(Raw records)
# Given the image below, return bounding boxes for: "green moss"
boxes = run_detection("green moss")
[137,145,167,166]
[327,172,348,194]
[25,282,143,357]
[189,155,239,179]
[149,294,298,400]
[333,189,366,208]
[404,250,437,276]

## What to work on
Rewrite the listing, swapping "green moss" for "gray lichen" wherever it occurs and leaving every other character unchanged.

## Response below
# Given the image below, return bounding boxes for: "gray lichen"
boxes = run_detection("gray lichen")
[137,145,167,166]
[327,172,348,194]
[25,282,143,357]
[189,155,239,179]
[149,294,298,400]
[333,189,366,208]
[404,250,437,276]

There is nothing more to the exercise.